■ **MATERIAL FOR THE TASK**:
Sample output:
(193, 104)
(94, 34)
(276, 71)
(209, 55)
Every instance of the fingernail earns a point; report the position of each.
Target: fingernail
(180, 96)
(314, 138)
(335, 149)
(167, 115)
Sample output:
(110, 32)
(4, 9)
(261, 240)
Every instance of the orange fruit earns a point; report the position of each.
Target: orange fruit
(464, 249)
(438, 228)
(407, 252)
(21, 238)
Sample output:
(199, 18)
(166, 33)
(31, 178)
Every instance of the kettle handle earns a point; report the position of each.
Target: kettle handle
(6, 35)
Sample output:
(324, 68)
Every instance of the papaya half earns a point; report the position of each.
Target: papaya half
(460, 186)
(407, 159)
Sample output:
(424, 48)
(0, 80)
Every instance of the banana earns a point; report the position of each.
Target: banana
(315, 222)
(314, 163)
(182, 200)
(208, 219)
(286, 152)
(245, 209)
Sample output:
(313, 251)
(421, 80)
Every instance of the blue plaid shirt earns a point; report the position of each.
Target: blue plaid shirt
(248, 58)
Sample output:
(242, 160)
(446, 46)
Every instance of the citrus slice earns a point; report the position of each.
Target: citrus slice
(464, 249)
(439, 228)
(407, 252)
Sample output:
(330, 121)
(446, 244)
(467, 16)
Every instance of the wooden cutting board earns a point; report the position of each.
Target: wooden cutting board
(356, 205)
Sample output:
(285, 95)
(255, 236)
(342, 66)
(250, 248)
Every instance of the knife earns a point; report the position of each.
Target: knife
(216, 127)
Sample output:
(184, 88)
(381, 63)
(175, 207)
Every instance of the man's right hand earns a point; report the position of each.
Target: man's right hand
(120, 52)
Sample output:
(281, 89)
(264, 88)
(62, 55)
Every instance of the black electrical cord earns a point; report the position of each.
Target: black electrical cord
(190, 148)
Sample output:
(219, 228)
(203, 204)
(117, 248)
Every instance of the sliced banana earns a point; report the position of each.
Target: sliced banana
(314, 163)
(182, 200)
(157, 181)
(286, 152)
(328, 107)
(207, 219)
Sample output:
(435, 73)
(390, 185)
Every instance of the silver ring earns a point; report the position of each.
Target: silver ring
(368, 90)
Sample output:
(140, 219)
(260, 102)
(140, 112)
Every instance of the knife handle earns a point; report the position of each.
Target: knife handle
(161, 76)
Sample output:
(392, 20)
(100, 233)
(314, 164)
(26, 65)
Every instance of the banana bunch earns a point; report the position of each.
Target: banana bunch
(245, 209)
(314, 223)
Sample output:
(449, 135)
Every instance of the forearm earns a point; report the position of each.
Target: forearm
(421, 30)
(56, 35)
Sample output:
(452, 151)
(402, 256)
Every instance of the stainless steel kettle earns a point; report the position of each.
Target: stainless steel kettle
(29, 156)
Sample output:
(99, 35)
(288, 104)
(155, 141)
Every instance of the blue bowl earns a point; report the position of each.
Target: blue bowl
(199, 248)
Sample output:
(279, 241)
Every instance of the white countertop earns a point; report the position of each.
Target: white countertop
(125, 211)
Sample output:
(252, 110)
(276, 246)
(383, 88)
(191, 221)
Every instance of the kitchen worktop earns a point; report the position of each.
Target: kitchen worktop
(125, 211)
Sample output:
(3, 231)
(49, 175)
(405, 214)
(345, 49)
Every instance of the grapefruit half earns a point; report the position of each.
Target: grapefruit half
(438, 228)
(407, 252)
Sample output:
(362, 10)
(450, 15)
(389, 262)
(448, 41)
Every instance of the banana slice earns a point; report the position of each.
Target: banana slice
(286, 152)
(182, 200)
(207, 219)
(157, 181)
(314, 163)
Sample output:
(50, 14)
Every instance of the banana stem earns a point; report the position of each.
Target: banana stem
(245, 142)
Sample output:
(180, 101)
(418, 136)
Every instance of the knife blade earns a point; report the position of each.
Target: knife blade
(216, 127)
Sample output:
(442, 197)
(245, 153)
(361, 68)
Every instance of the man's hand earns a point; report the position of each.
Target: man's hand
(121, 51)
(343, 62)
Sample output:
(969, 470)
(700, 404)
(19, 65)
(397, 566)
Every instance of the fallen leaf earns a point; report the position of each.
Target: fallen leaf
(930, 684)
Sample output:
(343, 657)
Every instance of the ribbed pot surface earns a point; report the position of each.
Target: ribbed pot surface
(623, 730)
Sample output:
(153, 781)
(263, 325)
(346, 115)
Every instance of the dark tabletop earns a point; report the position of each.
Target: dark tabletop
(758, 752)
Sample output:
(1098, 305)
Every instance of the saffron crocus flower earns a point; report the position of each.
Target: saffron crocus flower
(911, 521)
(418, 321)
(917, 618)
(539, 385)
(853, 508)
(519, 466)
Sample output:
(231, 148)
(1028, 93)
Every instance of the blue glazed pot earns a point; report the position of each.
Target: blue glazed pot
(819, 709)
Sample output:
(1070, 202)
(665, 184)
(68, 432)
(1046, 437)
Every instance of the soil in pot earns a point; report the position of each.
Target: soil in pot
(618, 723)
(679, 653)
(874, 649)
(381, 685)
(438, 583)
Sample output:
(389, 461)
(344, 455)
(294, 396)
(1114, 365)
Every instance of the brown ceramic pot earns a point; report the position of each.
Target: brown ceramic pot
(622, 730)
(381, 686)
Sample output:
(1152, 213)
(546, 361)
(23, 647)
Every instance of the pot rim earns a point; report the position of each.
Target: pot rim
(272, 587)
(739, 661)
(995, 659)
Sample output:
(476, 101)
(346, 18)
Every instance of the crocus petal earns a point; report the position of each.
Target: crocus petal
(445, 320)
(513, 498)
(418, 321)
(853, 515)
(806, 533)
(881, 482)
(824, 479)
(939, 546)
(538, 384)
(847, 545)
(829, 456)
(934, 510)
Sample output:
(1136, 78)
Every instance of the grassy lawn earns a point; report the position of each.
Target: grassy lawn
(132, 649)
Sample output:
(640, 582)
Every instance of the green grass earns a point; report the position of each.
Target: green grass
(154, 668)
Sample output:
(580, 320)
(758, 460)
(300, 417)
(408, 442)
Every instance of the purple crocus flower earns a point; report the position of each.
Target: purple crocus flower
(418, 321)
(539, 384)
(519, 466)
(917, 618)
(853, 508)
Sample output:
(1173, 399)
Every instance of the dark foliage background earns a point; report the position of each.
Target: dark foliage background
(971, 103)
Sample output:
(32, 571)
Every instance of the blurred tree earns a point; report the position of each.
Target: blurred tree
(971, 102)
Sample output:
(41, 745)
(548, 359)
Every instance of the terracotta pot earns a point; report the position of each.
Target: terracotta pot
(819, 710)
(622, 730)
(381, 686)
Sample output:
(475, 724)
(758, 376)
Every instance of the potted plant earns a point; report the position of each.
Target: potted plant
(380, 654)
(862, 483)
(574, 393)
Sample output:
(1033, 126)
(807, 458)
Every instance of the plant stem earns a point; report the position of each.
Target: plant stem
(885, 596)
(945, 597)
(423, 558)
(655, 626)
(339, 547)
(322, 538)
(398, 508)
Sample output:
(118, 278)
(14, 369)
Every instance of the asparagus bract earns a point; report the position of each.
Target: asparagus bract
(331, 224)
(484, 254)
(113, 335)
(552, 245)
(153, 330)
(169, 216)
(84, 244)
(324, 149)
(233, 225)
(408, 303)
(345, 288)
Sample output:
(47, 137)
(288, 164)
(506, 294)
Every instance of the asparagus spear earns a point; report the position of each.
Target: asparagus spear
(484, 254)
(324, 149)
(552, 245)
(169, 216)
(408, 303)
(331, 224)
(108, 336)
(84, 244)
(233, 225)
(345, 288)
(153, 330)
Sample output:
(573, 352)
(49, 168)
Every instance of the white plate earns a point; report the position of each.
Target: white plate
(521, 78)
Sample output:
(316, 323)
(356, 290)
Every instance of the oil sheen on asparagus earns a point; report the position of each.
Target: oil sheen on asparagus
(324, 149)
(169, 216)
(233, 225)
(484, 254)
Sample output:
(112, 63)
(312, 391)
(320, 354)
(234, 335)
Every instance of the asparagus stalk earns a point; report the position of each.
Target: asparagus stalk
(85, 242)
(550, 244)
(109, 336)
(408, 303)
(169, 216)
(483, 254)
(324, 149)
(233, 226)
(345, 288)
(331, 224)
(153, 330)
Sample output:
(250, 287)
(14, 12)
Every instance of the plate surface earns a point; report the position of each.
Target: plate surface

■ **STATED PROBLEM**: Please pick out each line from the items above that contains the word "green". Case counts.

■ **WRITTEN ANSWER**:
Every instance of the green grass earns a point; report the position of each.
Target: green grass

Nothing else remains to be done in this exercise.